→ **INFORMATION GIVEN**:
########

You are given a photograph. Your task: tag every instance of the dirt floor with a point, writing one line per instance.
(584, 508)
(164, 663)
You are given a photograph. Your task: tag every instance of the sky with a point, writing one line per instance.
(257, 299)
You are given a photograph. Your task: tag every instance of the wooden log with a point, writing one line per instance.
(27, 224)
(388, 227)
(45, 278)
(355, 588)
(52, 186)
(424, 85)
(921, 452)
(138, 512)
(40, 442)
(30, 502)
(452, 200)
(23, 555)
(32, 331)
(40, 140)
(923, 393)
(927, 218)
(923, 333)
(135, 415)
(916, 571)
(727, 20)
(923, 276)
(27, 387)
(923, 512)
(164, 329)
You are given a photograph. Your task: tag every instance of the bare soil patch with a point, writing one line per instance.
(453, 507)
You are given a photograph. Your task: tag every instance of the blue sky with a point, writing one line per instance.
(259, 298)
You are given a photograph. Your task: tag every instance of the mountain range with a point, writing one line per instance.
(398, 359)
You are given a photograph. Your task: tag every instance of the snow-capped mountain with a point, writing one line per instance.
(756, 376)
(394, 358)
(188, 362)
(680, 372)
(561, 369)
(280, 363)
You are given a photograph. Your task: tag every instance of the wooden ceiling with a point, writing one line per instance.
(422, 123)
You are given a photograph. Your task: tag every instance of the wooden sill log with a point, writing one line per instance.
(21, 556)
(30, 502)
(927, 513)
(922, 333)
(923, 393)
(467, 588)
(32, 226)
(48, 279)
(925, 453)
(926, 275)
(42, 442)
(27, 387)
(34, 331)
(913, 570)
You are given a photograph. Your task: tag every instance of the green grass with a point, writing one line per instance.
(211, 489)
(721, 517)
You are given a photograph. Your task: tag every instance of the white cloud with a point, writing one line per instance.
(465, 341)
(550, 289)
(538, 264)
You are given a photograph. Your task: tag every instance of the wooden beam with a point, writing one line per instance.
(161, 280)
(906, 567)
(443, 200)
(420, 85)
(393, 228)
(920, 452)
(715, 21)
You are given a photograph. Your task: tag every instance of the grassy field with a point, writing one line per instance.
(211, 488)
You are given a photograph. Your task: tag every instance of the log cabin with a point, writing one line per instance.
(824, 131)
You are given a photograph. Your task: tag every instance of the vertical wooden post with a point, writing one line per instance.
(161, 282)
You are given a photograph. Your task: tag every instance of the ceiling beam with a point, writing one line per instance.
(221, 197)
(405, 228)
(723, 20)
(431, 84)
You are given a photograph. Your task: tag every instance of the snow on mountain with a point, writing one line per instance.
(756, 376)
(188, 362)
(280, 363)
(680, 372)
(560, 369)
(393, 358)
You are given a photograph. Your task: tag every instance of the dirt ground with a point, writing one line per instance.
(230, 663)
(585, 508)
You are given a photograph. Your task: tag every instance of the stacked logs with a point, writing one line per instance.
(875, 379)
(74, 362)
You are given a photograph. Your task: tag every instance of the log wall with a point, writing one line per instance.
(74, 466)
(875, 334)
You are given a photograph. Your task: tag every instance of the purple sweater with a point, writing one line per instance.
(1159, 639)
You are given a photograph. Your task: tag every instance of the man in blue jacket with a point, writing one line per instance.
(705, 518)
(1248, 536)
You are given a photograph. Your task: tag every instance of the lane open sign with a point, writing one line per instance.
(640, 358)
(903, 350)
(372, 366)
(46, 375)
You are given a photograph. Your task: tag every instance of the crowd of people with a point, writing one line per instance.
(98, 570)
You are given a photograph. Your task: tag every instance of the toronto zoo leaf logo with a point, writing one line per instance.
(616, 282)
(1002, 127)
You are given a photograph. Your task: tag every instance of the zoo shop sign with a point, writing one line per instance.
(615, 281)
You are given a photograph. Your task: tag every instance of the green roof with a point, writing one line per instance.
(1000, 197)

########

→ **JOB**:
Please copy the listing above word for word, keeping every line in its original order.

→ **EXPECTED ANSWER**:
You are given a photograph. Your task: tag every instance of the dirt floor with a point, writing one line per instance.
(584, 508)
(164, 663)
You are given a photograph. Your task: tag every instance of the sky with a point, writing one line per instance.
(257, 299)
You are given a photograph. Your task: tag every instance of the wooden log with a point, writing one line per instance.
(27, 224)
(388, 227)
(45, 278)
(355, 588)
(52, 186)
(424, 85)
(921, 452)
(138, 512)
(40, 442)
(30, 502)
(452, 200)
(23, 555)
(32, 331)
(40, 140)
(923, 393)
(927, 218)
(923, 333)
(135, 415)
(916, 571)
(727, 20)
(923, 276)
(27, 387)
(923, 512)
(164, 329)
You are given a photograph. Your task: tag every instance of the bare soil patch with a point, writing one line per instance.
(453, 507)
You are given a photograph. Your task: tag every instance of the blue sky with a point, writing one line per instance.
(259, 298)
You are given a photograph. Your task: tag every instance of the mountain range with a point, writing one line per instance.
(398, 359)
You are given a photograph. Your task: tag every instance of the snow-capped mountain with a point, writing one line per instance.
(756, 376)
(394, 358)
(188, 362)
(680, 372)
(561, 369)
(280, 363)
You are given a photograph. Your task: tag every instance of the wooden ceiling with a point, writing one line per instance.
(422, 123)
You are given a photograph. Your task: tag every instance of the wooden sill log with a point, writing one line per instance.
(21, 556)
(30, 502)
(927, 513)
(922, 333)
(923, 393)
(467, 588)
(32, 226)
(48, 279)
(925, 453)
(926, 275)
(42, 442)
(27, 387)
(34, 331)
(913, 570)
You are given a photograph. Your task: tag every instance of the green grass with a point, writing one line per instance.
(211, 489)
(721, 517)
You are given a photograph. Your task: tag every instance of the white cloud with a point, writing one line per instance.
(465, 341)
(550, 289)
(538, 264)
You are given a photograph. Your task: tag every instance of the wooden beam with a point, writing one line per instance.
(161, 280)
(906, 567)
(443, 200)
(420, 85)
(393, 228)
(920, 452)
(715, 21)
You are given a photograph. Your task: tag every instance of the grassy field with a point, writing one line per instance.
(211, 488)
You are given a photograph. Your task: tag every instance of the log cabin with a point, writing one line per instance.
(824, 131)
You are given a photograph. Your task: tag every instance of the vertical wooden post with a point, writing one line per instance.
(161, 282)
You are given a photograph. Your task: tag every instance of the ceiling beam with a point, writing one line per instance.
(221, 197)
(405, 228)
(723, 20)
(431, 84)
You are given a photograph. Your task: tag every instance of the snow on mountain with a point, writing one line per instance.
(756, 376)
(188, 362)
(280, 363)
(680, 372)
(560, 369)
(393, 358)
You are given a photograph. Your task: tag every instance of the dirt ground with a point, writing one line per instance.
(230, 663)
(585, 508)
You are given a photograph. Your task: tag every instance of the stacked logs with a point, writing one line per instance.
(875, 379)
(74, 362)
You are given a photograph. Your task: tag every instance of the log wall with a point, writing one line per instance.
(74, 466)
(875, 334)
You are given a photograph. Your task: tag every instance of the purple sweater with a point, writing one line per instance.
(1159, 639)
You are given a photograph. Your task: tag every instance of the man in blue jacket with a point, writing one line per instance.
(705, 518)
(1248, 536)
You are given a photograph. Your task: tag every instance of the lane open sign with a point, writing one line per instance.
(640, 358)
(903, 350)
(372, 366)
(46, 375)
You are given a photograph. Your task: tag every instance of the crowd of people with a point, writing one line per instance.
(98, 570)
You are given a photograph. Your task: tag every instance of the toronto zoo leaf logo with a point, writing one line per instance.
(616, 282)
(1002, 127)
You are given a photograph. Your task: tag every instance of the zoo shop sign with a point, writing one line per instance.
(615, 281)
You are given a photograph. Your task: tag every instance of the green roof with a point, writing one line per instance.
(1000, 197)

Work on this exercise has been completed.